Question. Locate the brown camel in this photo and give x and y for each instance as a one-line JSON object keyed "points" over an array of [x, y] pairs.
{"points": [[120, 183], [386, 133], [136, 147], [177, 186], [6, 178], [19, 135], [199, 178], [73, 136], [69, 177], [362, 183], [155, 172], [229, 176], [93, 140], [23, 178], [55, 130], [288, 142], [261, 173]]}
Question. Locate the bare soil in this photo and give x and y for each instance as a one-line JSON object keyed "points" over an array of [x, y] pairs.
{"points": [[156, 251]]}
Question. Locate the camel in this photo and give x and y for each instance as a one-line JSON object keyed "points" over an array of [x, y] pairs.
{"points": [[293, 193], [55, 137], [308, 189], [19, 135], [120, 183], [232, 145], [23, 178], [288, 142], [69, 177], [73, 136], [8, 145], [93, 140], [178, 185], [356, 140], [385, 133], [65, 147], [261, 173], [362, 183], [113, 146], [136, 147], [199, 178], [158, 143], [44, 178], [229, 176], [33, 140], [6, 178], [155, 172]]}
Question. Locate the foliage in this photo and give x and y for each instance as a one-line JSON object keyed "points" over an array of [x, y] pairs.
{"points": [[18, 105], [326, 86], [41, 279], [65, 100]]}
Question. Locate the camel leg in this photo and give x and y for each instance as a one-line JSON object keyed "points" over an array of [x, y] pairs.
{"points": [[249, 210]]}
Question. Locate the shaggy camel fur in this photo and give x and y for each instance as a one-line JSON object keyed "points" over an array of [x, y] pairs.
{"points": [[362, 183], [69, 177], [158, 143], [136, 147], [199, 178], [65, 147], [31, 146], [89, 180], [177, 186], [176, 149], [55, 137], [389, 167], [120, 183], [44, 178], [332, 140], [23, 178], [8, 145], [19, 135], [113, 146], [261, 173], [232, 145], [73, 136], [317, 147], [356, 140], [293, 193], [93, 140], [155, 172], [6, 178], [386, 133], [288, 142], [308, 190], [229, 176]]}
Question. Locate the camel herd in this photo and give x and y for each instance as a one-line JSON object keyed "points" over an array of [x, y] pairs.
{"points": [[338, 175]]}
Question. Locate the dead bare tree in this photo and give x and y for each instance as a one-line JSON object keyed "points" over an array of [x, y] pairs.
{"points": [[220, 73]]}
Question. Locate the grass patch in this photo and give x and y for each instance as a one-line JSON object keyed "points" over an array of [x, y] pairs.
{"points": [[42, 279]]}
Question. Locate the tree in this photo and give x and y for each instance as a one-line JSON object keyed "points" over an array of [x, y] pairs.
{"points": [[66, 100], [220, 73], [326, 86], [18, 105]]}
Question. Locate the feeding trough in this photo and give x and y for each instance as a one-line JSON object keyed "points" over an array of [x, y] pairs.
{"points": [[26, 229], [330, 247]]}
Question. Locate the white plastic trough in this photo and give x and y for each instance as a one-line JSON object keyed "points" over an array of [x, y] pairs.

# # # #

**Requirement**
Copy out the items from the line containing "Question. Locate the camel herd" through the end of the items, requests included, adding -54 to every x and y coordinate in the answers.

**Full answer**
Question. Locate the camel herd in this photo and give x and y for each instance as a one-line JSON object keyed "points" over an array of [x, y] pairs.
{"points": [[284, 121]]}
Question. Locate the dead bare tree in this photo and give x and y for each instance as a one-line JSON object keyed "points" over an array of [x, y] pairs.
{"points": [[166, 19]]}
Question. Locate the grass patch in this photo and give x and y for each instance as a one-line JSON object keyed "points" over an array of [x, y] pairs.
{"points": [[-12, 225]]}
Question. Locate the tree in this photo and give x and y for each instance as a one-line JSON object keyed "points" over an array of [x, y] pairs.
{"points": [[12, 46], [166, 19], [272, 32], [-36, 51]]}
Question. Locate the feeding trough in this photo and give x and y for each instance as a one-line JSON object keyed "points" over an array of [x, y] pairs.
{"points": [[-28, 175], [276, 193]]}
Question. Locate the white plastic trough in this photo and give x and y for each instance as a one-line JSON object keyed "points" over an array of [x, y] pairs.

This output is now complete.